Entries from a point annotation set.
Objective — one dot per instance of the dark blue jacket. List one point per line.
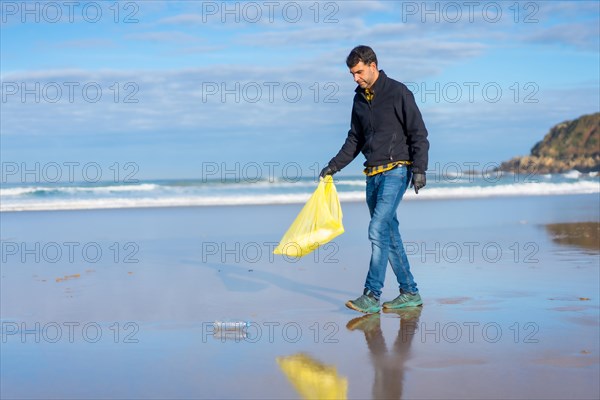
(388, 129)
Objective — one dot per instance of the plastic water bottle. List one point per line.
(230, 325)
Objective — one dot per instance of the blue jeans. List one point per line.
(384, 192)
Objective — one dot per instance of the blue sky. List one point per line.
(193, 82)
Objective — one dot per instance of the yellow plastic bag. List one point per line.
(319, 221)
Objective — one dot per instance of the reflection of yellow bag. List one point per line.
(319, 221)
(312, 379)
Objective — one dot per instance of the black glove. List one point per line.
(418, 181)
(327, 171)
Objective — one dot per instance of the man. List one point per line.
(387, 127)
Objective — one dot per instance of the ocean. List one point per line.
(237, 191)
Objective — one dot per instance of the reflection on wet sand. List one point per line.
(388, 364)
(585, 235)
(313, 379)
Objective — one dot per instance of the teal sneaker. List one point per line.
(365, 323)
(366, 303)
(404, 300)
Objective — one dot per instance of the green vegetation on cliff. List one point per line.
(570, 145)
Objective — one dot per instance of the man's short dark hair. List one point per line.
(361, 53)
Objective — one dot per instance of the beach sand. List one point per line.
(121, 304)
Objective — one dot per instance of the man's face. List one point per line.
(364, 75)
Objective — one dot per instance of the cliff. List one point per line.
(570, 145)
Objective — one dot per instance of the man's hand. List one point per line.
(418, 181)
(327, 171)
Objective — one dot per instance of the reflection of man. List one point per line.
(389, 366)
(388, 129)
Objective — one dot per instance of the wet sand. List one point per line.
(121, 304)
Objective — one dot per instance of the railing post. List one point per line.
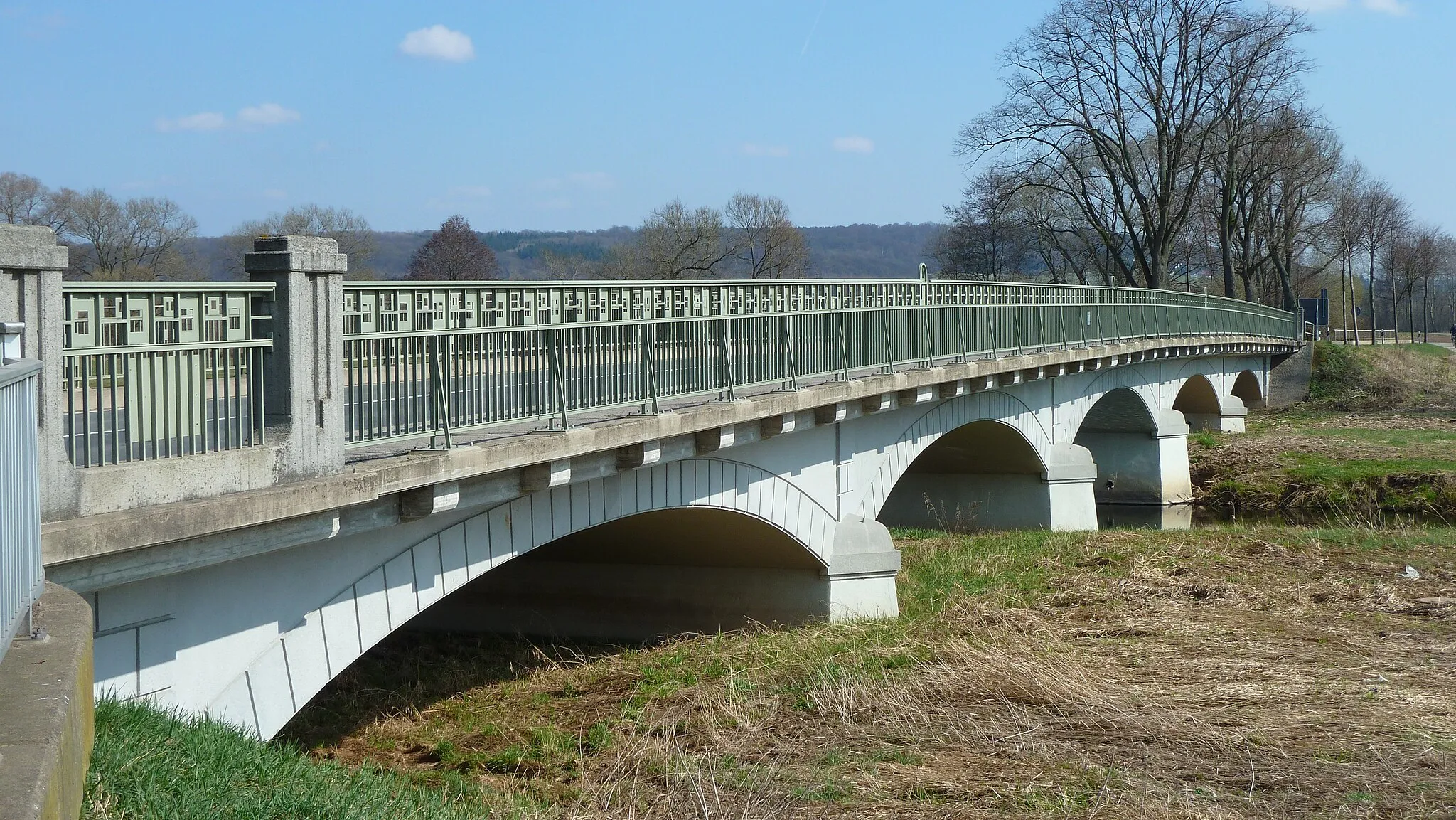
(788, 351)
(304, 372)
(31, 264)
(843, 350)
(557, 376)
(725, 361)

Prompt.
Copy out all of the records above word for word, leaving out the pictures.

Expected answer.
Objective — one dot per instance of the dark blue jacket. List one point per line.
(388, 129)
Objective — one dot per instance of the plastic water bottle. List one point per line.
(230, 325)
Objective — one dot per instance of the blue jeans. List one point per line.
(384, 192)
Objective — one dot per instance of the blue sky. List one point per line.
(193, 82)
Objective — one dot per instance of the yellow plastic bag. List one point per line.
(319, 221)
Objective — one dot per instance of the reflection of yellow bag. List one point per line.
(319, 221)
(312, 379)
Objective — one dot per instance of the black glove. List one point per line.
(418, 181)
(327, 171)
Objective — one dot per instance of the man. List one point per line.
(387, 127)
Objective — one dot per instance of the ocean. List one point per line.
(237, 191)
Objective — one dot per instance of the reflection on wet sand. List one point per line.
(388, 364)
(585, 235)
(313, 379)
Objective — one dot per instance of the teal sneaker. List one point per line.
(365, 323)
(366, 303)
(404, 300)
Objective — one dot per instance of the green vegetation on cliff. List one point per line.
(570, 145)
Objective — one dot per instance of the man's short dark hair. List one point per line.
(361, 53)
Objective — one dot per instance of the beach sand. List one point per line.
(121, 304)
Objective — one dot per instance of the man's face. List one point per line.
(364, 75)
Objective — one dot per instance of the cliff. List one point per line.
(570, 145)
Objective — one dot per instance of the man's hand. List one point per line.
(418, 181)
(327, 171)
Objective — one dot per instance of the reflection of man. List one point per line.
(389, 366)
(388, 129)
Objective — one dot per instance of the wet sand. List one point per line.
(121, 304)
Objective — one dot per instance of the railing post. List one point per line.
(788, 351)
(304, 372)
(31, 264)
(843, 350)
(557, 376)
(725, 361)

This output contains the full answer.